Entries provided:
** begin **

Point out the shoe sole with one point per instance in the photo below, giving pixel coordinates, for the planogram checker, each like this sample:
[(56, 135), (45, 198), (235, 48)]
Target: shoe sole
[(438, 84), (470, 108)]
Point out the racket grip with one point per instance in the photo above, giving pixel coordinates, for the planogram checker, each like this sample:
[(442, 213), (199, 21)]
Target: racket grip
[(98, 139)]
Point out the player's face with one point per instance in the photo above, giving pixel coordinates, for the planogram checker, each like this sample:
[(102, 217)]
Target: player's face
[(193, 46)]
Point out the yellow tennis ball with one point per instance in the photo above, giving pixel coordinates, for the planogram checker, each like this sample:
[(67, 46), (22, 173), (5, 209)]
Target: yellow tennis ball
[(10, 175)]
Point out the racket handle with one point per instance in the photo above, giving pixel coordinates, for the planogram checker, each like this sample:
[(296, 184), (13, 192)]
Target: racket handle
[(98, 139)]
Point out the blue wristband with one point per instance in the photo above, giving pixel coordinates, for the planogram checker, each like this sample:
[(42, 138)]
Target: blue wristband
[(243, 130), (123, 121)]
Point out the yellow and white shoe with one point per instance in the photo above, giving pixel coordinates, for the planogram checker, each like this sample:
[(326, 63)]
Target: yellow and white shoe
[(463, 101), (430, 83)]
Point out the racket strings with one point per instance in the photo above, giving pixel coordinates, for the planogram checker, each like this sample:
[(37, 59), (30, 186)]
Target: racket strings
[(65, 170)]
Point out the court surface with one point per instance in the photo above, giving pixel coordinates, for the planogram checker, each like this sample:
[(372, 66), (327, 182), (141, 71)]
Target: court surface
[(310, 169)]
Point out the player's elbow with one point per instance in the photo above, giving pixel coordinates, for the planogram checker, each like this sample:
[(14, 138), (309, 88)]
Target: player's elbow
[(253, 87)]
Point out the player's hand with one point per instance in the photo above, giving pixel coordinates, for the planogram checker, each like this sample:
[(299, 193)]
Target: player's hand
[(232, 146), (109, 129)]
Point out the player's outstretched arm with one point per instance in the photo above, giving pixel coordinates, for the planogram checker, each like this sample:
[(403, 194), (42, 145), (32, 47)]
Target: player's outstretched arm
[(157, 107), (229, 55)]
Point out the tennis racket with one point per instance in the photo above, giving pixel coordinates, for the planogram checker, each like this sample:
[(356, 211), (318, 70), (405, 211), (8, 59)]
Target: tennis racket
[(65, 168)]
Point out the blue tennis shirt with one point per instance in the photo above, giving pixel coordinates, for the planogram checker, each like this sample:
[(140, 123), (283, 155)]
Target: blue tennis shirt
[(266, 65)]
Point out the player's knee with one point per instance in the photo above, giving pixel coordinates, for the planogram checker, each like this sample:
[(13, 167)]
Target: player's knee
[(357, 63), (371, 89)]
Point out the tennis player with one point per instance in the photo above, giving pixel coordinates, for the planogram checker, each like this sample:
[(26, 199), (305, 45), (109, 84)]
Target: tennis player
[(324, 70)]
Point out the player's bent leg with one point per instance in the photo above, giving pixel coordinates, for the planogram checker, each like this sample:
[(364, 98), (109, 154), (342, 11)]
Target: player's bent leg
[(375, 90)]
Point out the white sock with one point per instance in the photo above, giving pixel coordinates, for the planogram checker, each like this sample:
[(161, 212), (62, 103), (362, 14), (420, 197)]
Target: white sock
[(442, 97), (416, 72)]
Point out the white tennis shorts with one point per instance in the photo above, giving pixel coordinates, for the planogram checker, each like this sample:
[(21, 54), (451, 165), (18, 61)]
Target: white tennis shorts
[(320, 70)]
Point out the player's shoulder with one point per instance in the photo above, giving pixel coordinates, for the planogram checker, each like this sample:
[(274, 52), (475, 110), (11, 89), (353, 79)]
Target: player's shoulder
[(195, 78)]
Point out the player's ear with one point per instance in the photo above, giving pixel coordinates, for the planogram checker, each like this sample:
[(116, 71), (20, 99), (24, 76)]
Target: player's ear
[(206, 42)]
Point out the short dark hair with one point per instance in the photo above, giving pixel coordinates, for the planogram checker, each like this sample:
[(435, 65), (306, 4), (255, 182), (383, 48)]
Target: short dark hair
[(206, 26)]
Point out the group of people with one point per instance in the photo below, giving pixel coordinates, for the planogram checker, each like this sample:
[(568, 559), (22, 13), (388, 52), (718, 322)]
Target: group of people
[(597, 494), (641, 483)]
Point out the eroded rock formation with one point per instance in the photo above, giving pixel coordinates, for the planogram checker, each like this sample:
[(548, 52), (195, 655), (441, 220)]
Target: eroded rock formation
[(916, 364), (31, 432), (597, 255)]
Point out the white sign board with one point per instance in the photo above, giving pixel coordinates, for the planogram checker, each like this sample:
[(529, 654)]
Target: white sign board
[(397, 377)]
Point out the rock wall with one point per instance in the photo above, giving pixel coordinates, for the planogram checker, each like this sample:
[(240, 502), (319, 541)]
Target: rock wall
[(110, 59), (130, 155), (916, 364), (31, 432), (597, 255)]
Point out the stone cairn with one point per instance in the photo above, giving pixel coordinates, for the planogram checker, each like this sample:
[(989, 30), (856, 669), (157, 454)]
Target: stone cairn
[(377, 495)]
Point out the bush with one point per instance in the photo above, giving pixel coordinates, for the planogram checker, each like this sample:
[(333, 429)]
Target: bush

** end **

Can you turn all of the rows above into a numbered list, one line per item, with the blank lines dropped?

Answer to this task:
1. Point out the shoe sole with one point per instance in the photo below, giving pixel coordinates, for the planogram checker, each like this sample:
2. [(56, 135), (45, 198), (235, 48)]
3. Target: shoe sole
4. [(438, 84), (470, 108)]
5. Point out the racket grip with one point per instance in the photo above, giving pixel coordinates, for the planogram checker, each like this sample:
6. [(442, 213), (199, 21)]
7. Target: racket grip
8. [(98, 139)]
9. Point out the player's face with one point per instance in the photo above, giving pixel coordinates, for the planogram checker, each like this sample:
10. [(102, 217)]
11. Target: player's face
12. [(193, 46)]
13. Point out the yellow tennis ball with one point per instance in the photo above, giving pixel coordinates, for the planogram checker, each like this sample:
14. [(67, 46), (22, 173), (5, 209)]
15. Target: yellow tennis ball
16. [(10, 175)]
17. Point out the racket handle with one point per instance in the photo above, giving pixel coordinates, for the planogram checker, each like this sample:
18. [(296, 184), (13, 192)]
19. Target: racket handle
20. [(98, 139)]
21. Point out the blue wristband with one point per instance in the photo above, giving pixel coordinates, for the planogram checker, each like this sample:
22. [(42, 138)]
23. Target: blue wristband
24. [(243, 130), (123, 121)]
25. Point out the yellow and white shoe with one point per instance in the photo above, giving pixel coordinates, for the planogram checker, each like this sample:
26. [(326, 63)]
27. Target: yellow and white shoe
28. [(463, 101), (430, 83)]
29. Point out the racket strings with one point per instance in the photo above, giving pixel coordinates, for the planogram checker, each like this sample:
30. [(37, 59), (30, 186)]
31. Target: racket strings
32. [(65, 170)]
33. Point out the court surface with one point per instance in the photo above, giving pixel coordinates, for the planogram checker, each like this sample:
34. [(372, 66), (327, 182), (141, 71)]
35. Target: court surface
36. [(310, 169)]
37. Point out the player's elbow with one point per instance in the photo above, giving pixel coordinates, for the planogram checker, each like this sample:
38. [(14, 138), (309, 88)]
39. Target: player's elbow
40. [(253, 87)]
41. Point out the player's hand with one point per instance in the photo above, giving pixel coordinates, for the planogram checker, each like this sample:
42. [(299, 193)]
43. Target: player's hand
44. [(232, 146), (109, 129)]
45. Point out the player's outstretched arm with one point per instance in the photo above, giving pixel coordinates, for the planogram checker, each like this sample:
46. [(403, 194), (42, 145), (32, 47)]
47. Target: player's outstretched arm
48. [(157, 107), (229, 55)]
49. Point out the tennis racket with one point per instance in the photo above, giving pixel coordinates, for the planogram checker, each like this sample:
50. [(356, 211), (318, 70), (405, 211), (8, 59)]
51. Target: tennis racket
52. [(65, 168)]
53. Point out the blue tennis shirt with one point per instance in the photo above, giving pixel coordinates, for the planogram checker, each like this sample:
54. [(140, 123), (283, 155)]
55. Target: blue tennis shirt
56. [(266, 65)]
57. Point out the player's knee with one point per instance in the photo above, giving pixel coordinates, for the planogram checker, each like this sample:
58. [(13, 167)]
59. Target: player's knee
60. [(357, 63), (371, 89)]
61. Point out the tennis player with one point per instance in the photo above, giving pixel coordinates, for the planogram checker, each like this sample:
62. [(26, 199), (305, 45), (109, 84)]
63. Target: tennis player
64. [(324, 70)]
65. Point out the player's bent leg with one point per instance in the photo above, giving pixel coordinates, for the planogram checker, each like this sample:
66. [(364, 98), (109, 154), (342, 11)]
67. Target: player's bent leg
68. [(375, 90)]
69. Point out the white sock with one point per instance in the photo above, giving pixel coordinates, for the planogram checker, each like this sample:
70. [(161, 212), (62, 103), (362, 14), (420, 197)]
71. Target: white sock
72. [(442, 97), (416, 72)]
73. Point out the white tennis shorts with one point per instance in the photo above, giving pixel coordinates, for the planogram checker, each like this sample:
74. [(21, 54), (451, 165), (18, 61)]
75. Target: white tennis shorts
76. [(320, 70)]
77. Point out the player's shoulder with one point per instance in the photo above, giving pixel coordinates, for the planogram checker, each like this sample:
78. [(274, 52), (475, 110), (11, 89), (353, 79)]
79. Target: player's shoulder
80. [(195, 78)]
81. Point out the player's ear with one point per instance in the photo above, giving pixel coordinates, for the planogram checker, each like this sample:
82. [(116, 71), (20, 99), (24, 76)]
83. Target: player's ear
84. [(206, 42)]
85. Point out the short dark hair with one point per instance in the photo above, giving pixel coordinates, for the planogram checker, each like this sample:
86. [(435, 65), (306, 4), (255, 182), (383, 48)]
87. Target: short dark hair
88. [(206, 26)]
89. Point out the group of people with one point per instance in the photo below, giving pixel coordinates, for the planogram checker, each like this sample:
90. [(568, 559), (22, 13), (388, 52), (718, 322)]
91. Target: group of people
92. [(597, 494), (641, 483)]
93. Point out the eroded rock formation with one point per instance in the photo above, giving pixel coordinates, for the planogram checker, each like this sample:
94. [(548, 52), (195, 655), (441, 220)]
95. Target: eroded rock formation
96. [(916, 364), (31, 432), (597, 255)]
97. Point out the white sign board with one point per instance in the photo above, giving pixel coordinates, for the planogram checker, each like this sample:
98. [(529, 654)]
99. Target: white sign board
100. [(397, 377)]
101. Point out the rock wall with one point per instance in the photo above, giving pixel coordinates, for the planogram checker, each like this sample:
102. [(240, 502), (319, 541)]
103. Target: rock wall
104. [(110, 59), (130, 155), (916, 364), (31, 432), (597, 255)]
105. Point out the stone cairn with one point per instance in the photo above, giving pixel coordinates, for the planogram checker, each like this sample:
106. [(989, 30), (856, 669), (157, 454)]
107. Target: stone cairn
108. [(377, 495)]
109. Point out the bush with one point per instance in the photo above, giving pixel coordinates, for the planogram checker, each like this sample:
110. [(333, 429)]
111. Target: bush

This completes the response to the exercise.